--- Begin ---

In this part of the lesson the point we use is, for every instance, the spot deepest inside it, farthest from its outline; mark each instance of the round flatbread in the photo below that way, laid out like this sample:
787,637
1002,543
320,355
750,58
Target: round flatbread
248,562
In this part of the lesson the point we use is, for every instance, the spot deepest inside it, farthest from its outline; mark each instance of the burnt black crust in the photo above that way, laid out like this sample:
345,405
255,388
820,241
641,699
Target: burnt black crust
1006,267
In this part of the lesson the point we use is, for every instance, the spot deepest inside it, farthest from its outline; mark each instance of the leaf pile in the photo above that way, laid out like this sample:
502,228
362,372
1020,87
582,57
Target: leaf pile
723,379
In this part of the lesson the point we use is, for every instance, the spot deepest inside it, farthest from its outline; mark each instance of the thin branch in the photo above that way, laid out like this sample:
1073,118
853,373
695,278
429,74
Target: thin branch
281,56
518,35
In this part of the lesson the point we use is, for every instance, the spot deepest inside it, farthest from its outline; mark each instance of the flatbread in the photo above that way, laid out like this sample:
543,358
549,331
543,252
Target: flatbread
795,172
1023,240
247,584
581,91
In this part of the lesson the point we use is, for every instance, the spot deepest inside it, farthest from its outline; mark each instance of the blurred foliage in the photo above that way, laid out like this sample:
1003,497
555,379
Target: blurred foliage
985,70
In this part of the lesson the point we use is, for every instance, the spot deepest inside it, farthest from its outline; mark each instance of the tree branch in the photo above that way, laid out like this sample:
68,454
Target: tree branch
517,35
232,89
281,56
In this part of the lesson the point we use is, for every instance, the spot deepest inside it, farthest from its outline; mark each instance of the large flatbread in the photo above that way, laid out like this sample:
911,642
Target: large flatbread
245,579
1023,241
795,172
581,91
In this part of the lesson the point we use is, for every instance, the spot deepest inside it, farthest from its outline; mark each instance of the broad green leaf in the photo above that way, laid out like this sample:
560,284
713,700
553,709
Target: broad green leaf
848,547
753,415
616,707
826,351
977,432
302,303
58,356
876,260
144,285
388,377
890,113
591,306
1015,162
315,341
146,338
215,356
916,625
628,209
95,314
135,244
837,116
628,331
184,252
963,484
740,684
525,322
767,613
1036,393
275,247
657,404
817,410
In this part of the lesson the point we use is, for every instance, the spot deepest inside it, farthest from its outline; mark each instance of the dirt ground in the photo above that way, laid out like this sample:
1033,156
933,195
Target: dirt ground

--- End ---

Repeat the material above word for word, beginning at the line that contains "of the broad" and continuing through the last line of the material.

TASK RESULT
In this part of the lesson the point we use is, for every instance, the spot deepest inside it, farthest from its outline; mark each instance of the broad green leaf in the photo above that way, laid out like this sample:
560,284
713,700
553,709
Target: broad green leaf
848,547
753,415
616,707
826,351
977,432
302,303
58,356
876,260
144,285
388,377
890,113
591,306
1015,162
315,341
146,338
215,356
916,625
628,209
95,314
135,244
837,116
628,331
184,252
963,484
740,684
525,322
767,613
1036,393
275,247
657,404
817,410
In this part of the lesson the point we use is, for every instance, the spot deepest inside it, farthest from its outline; mark each instance of the dirt ground in the photo above that way, laid out like this sample:
1033,156
933,195
Target: dirt ground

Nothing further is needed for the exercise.